*PROBLEM DETAILS:* Rewrite everything from the start of the records down to the line containing "[[0, 0, 600, 400]]", including the requests, and offset every coordinate in the answers by adding 86.

>> Begin STORED ROWS

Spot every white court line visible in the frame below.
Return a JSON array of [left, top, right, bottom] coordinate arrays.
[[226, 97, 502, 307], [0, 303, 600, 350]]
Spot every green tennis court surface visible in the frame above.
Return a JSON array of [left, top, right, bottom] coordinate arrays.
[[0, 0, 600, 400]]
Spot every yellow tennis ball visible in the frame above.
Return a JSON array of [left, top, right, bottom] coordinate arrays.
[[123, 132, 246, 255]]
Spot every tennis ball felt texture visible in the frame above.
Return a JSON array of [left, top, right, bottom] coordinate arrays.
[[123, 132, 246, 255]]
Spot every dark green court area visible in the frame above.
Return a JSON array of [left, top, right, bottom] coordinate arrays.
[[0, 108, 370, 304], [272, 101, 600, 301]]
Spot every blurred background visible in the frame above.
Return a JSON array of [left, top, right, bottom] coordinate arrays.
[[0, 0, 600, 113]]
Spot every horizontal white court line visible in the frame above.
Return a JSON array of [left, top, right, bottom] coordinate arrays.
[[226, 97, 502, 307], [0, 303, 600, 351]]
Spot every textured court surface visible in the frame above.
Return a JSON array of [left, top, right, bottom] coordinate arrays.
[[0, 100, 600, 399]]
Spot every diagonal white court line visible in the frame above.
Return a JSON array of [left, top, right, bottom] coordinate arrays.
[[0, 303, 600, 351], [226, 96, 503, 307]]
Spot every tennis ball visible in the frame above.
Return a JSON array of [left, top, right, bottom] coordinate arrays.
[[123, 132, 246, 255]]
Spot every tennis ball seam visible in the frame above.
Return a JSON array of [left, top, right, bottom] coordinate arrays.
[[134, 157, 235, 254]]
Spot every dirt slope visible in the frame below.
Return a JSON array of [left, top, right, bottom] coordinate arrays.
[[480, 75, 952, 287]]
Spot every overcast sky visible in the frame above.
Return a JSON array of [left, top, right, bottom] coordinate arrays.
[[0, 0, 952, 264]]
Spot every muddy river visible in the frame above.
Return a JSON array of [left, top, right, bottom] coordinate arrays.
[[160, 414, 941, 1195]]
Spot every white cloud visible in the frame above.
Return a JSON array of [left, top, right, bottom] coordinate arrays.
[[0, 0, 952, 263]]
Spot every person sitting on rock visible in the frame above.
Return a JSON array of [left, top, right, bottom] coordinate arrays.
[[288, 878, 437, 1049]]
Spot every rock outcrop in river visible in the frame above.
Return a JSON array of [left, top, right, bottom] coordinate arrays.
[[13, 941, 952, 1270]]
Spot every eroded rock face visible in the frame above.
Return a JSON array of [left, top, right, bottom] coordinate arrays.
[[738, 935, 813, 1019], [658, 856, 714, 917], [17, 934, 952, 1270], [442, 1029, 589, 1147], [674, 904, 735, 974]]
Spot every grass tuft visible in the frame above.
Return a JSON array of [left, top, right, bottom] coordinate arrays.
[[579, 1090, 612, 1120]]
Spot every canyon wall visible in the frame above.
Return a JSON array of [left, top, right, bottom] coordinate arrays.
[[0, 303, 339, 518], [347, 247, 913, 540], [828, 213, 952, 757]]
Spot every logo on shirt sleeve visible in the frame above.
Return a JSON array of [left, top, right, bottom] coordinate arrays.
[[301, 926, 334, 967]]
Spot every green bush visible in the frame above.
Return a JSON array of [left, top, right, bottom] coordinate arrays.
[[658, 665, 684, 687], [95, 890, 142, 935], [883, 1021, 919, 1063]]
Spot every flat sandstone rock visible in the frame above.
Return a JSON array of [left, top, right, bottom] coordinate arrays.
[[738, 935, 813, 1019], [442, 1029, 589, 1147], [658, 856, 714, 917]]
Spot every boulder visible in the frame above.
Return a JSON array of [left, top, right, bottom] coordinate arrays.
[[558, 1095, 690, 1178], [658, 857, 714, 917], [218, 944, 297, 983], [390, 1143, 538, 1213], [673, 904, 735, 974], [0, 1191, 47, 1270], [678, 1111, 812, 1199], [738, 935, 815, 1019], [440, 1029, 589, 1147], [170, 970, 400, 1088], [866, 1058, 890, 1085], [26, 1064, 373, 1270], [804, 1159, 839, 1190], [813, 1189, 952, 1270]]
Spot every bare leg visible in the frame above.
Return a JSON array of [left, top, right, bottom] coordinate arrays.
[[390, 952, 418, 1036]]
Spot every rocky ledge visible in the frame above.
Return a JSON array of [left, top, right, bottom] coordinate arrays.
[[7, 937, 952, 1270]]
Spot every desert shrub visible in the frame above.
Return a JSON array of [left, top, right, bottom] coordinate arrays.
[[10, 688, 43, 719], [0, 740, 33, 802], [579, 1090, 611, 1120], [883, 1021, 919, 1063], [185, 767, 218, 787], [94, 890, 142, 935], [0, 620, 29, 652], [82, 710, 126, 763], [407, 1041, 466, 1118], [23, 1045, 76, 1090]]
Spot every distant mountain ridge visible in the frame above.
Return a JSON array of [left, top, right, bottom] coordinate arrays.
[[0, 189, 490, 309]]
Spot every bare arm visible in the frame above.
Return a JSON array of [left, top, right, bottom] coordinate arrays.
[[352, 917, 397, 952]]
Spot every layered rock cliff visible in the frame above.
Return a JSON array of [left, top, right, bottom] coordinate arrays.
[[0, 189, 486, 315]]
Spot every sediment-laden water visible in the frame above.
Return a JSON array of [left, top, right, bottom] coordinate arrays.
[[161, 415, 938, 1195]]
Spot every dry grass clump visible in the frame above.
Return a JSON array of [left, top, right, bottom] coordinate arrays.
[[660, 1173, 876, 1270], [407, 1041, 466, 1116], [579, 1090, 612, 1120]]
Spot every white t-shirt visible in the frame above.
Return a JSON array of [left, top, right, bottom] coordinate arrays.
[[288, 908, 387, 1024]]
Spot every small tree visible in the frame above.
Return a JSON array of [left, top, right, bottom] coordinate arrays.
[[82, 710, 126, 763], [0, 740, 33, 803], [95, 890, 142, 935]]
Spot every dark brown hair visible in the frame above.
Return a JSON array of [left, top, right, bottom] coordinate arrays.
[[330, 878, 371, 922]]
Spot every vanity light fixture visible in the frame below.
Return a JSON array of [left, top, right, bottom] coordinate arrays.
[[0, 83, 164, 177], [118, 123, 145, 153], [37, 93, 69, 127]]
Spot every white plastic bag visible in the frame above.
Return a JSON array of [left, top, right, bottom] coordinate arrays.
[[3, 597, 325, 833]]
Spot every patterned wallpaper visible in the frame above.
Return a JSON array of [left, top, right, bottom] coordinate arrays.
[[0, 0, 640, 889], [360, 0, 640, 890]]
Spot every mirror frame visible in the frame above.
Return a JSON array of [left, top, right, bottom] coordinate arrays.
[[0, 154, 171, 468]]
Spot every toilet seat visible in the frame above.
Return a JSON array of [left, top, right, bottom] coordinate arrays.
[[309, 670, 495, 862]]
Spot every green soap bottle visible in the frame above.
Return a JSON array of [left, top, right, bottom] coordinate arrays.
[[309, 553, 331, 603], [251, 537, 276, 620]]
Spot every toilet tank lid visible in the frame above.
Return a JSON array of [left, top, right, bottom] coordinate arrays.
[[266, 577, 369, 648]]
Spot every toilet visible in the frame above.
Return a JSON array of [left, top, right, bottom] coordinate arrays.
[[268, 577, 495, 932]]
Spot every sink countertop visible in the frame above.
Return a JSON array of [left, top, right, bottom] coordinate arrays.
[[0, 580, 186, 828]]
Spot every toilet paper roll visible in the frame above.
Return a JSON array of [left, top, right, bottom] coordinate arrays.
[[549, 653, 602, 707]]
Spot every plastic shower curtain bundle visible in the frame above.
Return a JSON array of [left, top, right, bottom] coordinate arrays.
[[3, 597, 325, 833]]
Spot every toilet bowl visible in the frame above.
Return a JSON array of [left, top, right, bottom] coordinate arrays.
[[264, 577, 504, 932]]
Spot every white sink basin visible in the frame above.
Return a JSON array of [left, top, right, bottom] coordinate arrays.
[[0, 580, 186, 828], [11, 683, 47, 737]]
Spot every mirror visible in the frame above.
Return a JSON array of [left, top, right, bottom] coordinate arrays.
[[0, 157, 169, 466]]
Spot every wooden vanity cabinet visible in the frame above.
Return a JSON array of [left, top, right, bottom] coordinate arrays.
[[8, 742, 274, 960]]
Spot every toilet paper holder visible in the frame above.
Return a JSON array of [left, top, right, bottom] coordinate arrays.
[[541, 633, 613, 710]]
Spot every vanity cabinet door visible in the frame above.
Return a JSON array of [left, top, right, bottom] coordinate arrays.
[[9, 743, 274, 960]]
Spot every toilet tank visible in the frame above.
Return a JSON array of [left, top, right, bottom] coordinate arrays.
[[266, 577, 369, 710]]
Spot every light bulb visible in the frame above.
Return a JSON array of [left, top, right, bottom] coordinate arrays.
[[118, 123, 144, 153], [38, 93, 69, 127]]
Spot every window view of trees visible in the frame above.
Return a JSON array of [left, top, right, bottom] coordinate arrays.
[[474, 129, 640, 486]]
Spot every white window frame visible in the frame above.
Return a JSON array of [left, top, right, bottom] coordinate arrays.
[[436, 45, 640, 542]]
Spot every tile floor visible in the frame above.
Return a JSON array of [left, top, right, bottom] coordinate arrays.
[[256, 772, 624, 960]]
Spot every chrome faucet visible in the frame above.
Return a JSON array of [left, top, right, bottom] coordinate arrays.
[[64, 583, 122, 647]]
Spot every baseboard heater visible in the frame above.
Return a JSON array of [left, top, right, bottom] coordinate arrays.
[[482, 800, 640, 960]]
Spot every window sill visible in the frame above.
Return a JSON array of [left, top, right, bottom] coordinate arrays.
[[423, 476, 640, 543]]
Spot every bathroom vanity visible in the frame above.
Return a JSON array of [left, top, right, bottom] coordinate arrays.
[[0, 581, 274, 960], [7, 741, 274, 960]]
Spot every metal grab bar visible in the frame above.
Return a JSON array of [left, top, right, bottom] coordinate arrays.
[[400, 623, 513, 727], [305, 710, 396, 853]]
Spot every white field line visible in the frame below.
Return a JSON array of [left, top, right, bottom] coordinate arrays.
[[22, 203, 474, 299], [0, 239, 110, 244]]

>> End STORED ROWS

*SOLUTION TO THE EXERCISE:*
Spot every white court line visible in the frame below.
Return a JSON array of [left, top, right, bottom] coordinate arrays.
[[312, 183, 588, 393], [86, 389, 686, 436]]
Spot every green tennis court surface visible in the frame above.
Return a JSON array of [left, top, right, bottom] coordinate arrays.
[[86, 86, 686, 486]]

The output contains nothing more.